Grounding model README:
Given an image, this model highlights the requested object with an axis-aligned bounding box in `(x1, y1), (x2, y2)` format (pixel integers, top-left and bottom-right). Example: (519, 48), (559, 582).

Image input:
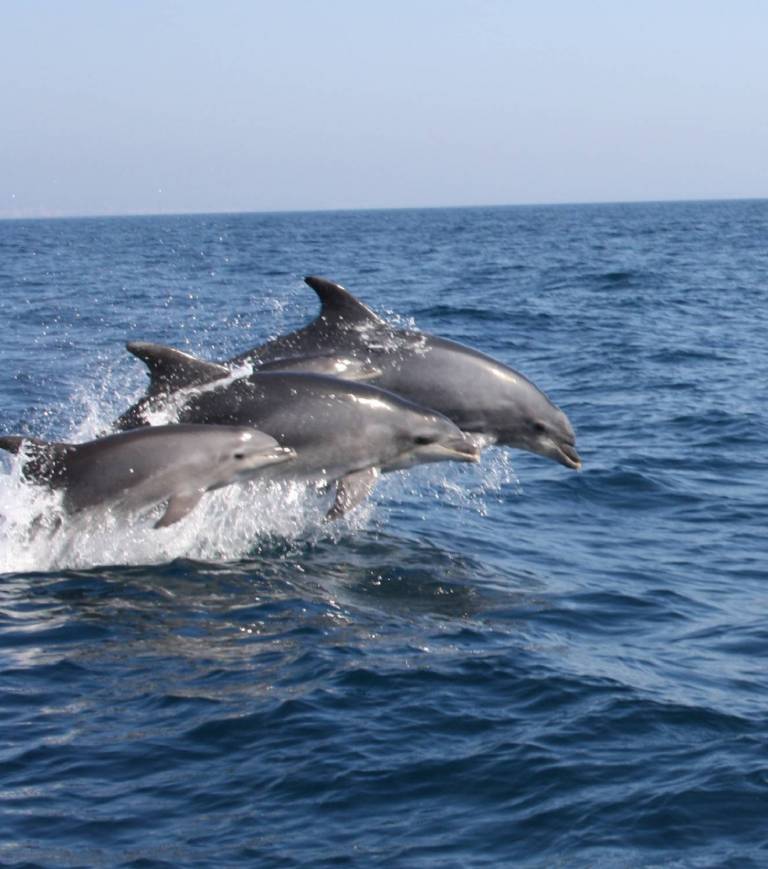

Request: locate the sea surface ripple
(1, 201), (767, 867)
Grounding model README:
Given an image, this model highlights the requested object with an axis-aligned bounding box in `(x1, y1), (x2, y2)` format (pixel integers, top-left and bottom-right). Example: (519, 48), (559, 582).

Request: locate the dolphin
(0, 424), (295, 528)
(125, 277), (581, 469)
(234, 276), (582, 470)
(114, 369), (481, 518)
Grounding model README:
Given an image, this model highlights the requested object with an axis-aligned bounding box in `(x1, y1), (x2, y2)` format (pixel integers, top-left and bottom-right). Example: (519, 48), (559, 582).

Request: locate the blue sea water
(0, 200), (767, 867)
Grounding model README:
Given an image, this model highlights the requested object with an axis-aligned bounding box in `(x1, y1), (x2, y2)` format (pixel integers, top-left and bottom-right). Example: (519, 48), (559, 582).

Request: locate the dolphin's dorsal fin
(304, 276), (385, 328)
(0, 436), (74, 485)
(126, 342), (231, 396)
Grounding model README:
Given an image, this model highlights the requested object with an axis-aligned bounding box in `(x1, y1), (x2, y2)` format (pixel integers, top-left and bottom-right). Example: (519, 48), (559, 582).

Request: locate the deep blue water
(1, 201), (767, 867)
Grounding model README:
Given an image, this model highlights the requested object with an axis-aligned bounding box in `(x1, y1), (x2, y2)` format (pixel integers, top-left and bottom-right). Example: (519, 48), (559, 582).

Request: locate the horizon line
(1, 194), (766, 223)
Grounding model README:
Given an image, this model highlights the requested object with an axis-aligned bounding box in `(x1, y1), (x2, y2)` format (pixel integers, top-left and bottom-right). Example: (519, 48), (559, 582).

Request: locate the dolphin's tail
(0, 435), (26, 455)
(0, 435), (73, 486)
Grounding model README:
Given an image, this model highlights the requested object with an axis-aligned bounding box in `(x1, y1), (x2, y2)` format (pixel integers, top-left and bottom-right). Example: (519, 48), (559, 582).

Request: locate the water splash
(0, 332), (512, 572)
(0, 446), (512, 573)
(0, 463), (345, 573)
(382, 447), (521, 518)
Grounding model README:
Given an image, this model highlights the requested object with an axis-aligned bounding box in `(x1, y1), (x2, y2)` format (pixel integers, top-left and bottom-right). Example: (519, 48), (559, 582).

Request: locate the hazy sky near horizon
(2, 1), (767, 218)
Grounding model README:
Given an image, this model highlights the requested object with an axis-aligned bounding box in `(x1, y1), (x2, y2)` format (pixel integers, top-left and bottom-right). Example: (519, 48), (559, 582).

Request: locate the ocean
(0, 200), (766, 867)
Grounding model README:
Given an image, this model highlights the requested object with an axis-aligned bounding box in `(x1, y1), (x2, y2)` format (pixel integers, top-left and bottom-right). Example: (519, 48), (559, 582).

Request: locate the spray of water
(0, 433), (516, 573)
(0, 446), (372, 574)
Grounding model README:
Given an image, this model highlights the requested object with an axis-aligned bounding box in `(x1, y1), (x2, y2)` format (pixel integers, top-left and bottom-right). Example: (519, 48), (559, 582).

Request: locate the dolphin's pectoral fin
(258, 353), (382, 382)
(304, 276), (385, 328)
(154, 491), (205, 528)
(127, 341), (231, 396)
(325, 467), (380, 521)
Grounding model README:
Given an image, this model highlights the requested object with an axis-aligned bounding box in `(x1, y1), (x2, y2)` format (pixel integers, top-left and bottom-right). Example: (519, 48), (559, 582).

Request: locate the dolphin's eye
(414, 436), (434, 446)
(234, 452), (246, 460)
(533, 422), (547, 434)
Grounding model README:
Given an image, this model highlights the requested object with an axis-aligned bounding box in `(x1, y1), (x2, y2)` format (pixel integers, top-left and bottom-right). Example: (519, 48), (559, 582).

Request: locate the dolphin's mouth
(266, 446), (297, 464)
(555, 442), (582, 470)
(382, 436), (481, 472)
(437, 436), (482, 464)
(239, 445), (296, 474)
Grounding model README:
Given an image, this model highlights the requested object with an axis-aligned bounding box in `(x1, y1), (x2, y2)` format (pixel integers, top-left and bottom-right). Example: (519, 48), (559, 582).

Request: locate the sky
(2, 0), (767, 218)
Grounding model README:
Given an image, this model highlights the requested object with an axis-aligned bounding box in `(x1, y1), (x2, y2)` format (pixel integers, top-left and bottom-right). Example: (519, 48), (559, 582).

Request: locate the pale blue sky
(2, 1), (766, 218)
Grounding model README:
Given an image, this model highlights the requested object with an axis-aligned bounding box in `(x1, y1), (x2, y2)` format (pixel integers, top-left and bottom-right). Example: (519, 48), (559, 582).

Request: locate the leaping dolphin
(236, 276), (581, 470)
(114, 370), (481, 519)
(0, 424), (295, 528)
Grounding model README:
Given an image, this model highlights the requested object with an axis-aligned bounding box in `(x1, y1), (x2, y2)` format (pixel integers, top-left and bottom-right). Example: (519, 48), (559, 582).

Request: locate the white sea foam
(0, 457), (344, 574)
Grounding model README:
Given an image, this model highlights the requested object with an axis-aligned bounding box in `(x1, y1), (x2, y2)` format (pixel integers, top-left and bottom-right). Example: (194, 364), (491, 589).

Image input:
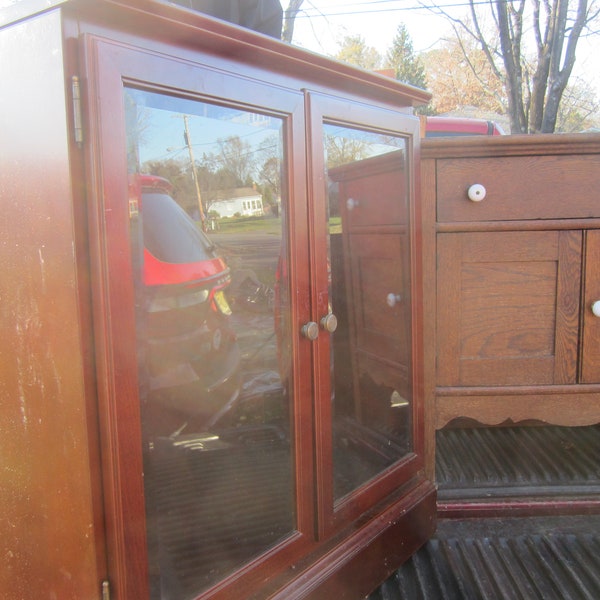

───

What you have to do:
Leaving out the pictures, transcribe the material above exactly.

Task output:
Grounding model README:
Given an image, this model highlights the requested object with an axis-aligned bounding box in `(x1, y1), (x2, y2)` format (pixel integers, top-left and bottom-right). Example: (519, 48), (559, 582).

Image input:

Request: locate the sea surface ripple
(1, 201), (767, 867)
Grounding model README:
Given an image, this model highlights the requested object with an axis-aligned bounding box in `(x1, y1), (x2, y2)` format (pixel integers, top-left and bottom-right). Example: (519, 48), (559, 582).

Request: locate the dolphin
(0, 424), (295, 528)
(125, 277), (581, 469)
(234, 276), (582, 470)
(114, 369), (481, 518)
Grounding model README:
Given an image, this model highlights the requested object with an axis-aligned bounding box in `(x1, y1), (x2, y2)` format (pixel integers, top-left and bottom-right). Example: (519, 48), (559, 582).

Request: locate the blue sea water
(0, 200), (767, 867)
Grounding model README:
Given an image, this model highlights the requested object with an axis-aligned bounding box in `(x1, y1), (x2, y2)` format (pixel integers, top-left and bottom-right). Example: (519, 48), (559, 582).

Request: locate the dolphin's dorsal fin
(304, 276), (385, 328)
(0, 436), (74, 485)
(126, 342), (231, 396)
Grounding model README:
Given an image, this model highlights the requested object with an axis-aligned bounding box in `(x1, y1), (x2, y2)` format (pixel integers, top-left and bottom-right). Example: (519, 48), (559, 582).

Request: locate the deep blue water
(1, 201), (767, 867)
Grounding model README:
Given an image, this model highlights the requested object with an axis-aligned bounding box in `(x1, y1), (x2, y2)` format (pixel integers, top-left and bottom-right). Example: (519, 48), (559, 582).

Request: locate the horizon line
(1, 194), (766, 223)
Grounding model README:
Given an image, this model highlights the requested object with an axis-aligned bounding box in `(x1, y1), (x2, y2)` format (pixel integers, top-left and bottom-right). Example: (519, 48), (559, 582).

Request: locate the dolphin's tail
(0, 435), (26, 455)
(0, 435), (73, 486)
Grounding model README:
Given an image, this model highlights the requested object with an axis-aligned bounding box in `(x1, y1), (x2, y2)` format (pixel integers, top-left and bottom-right). Example: (519, 48), (559, 582).

Request: locate the water splash
(0, 332), (512, 572)
(0, 446), (512, 573)
(0, 463), (345, 573)
(382, 447), (521, 518)
Grounding model README:
Given an image, this model highlights the requested object with an axis-aligned bounding box in `(x1, y1), (x2, y2)` format (pixel integers, top-left and bottom-right). Example: (519, 48), (559, 582).

Request: locate the hazy sky near horizon
(2, 1), (767, 218)
Grounding model README:
Given an image, this model highlights the requested object with an axis-aligned bounding box in `(x1, y1), (x2, y2)` format (pixel integers, top-left and bottom-right). Example: (519, 48), (559, 582).

Request: locate the ocean
(0, 200), (766, 867)
Grounding model README:
Given an image, this model highlights the requested object with an axis-aligned bounding box in `(x1, y1), (x2, y2)` format (pixel integers, top-left and bottom-right). Example: (519, 48), (559, 582).

Request: locate the spray of water
(0, 433), (516, 573)
(0, 446), (372, 574)
Grounding model README:
Given an image, this model highlights the requested object with an axis-aligned bounding box in `(x1, y1), (x2, y2)` format (pixel integers, top-left and bottom-right). Example: (519, 48), (559, 582).

Request: locate the dolphin's pectoral fin
(258, 353), (382, 382)
(304, 276), (385, 328)
(154, 491), (205, 528)
(127, 341), (231, 396)
(325, 467), (380, 521)
Grounding model README:
Given an image, this model highlights the requested object with an axis-aligned bounding box in `(x1, y1), (x2, y2)` format (pixel integers, top-left and bottom-right). Example: (519, 48), (559, 582).

Request: locate the dolphin's eye
(414, 436), (434, 446)
(234, 452), (246, 460)
(533, 422), (547, 434)
Grounding model README:
Given an image, this model highlights the requested object with an axis-aligned bounding box in `(x1, y1), (x2, y2)` format (pixel integers, top-left and bottom-right). Example: (519, 48), (559, 582).

Request: locate the dolphin's mouth
(266, 446), (297, 464)
(555, 442), (582, 470)
(382, 436), (481, 472)
(437, 436), (482, 464)
(239, 445), (296, 474)
Grounding model README:
Given an image, this model highlights the requested object with an axis-aligned bounding box in `(x1, y1), (x2, y2)` format (pixel integers, top-left and bottom-right). Example: (519, 48), (559, 582).

Request: locate the sky
(2, 0), (767, 218)
Grounding model README:
Given an image, this model highlights the requested object with an axis-aligned bounding box in `(x1, y1), (x2, y2)` format (pixel integers, top-left and bottom-right). Example: (519, 48), (559, 582).

Request: locate the pale blue sky
(2, 1), (766, 218)
Grounding model README:
Given an image, this model highlights the requested object with an axis-aligned bounding box in `(x1, y1), (x2, y2)` format (pixel integers, top-left and bottom-right). Example: (519, 48), (559, 582).

Request: locate the leaping dolphin
(236, 276), (581, 470)
(114, 370), (481, 519)
(0, 424), (295, 528)
Grounding model README:
Given an image, this model highlights the requested object with an axis-aligned bounding box in `(x1, y1), (x2, y2)` format (pixel integers, top-left and bottom-right). Example: (519, 48), (559, 582).

Request: locate the white sea foam
(0, 457), (344, 574)
Grounding model README:
Given an image, this model highlights the requested object with an axis-aligned bounding box in `(x1, y1), (x2, y2)` format (pixel integers, top-left and bottom-right). Example: (194, 364), (491, 589).

Image input:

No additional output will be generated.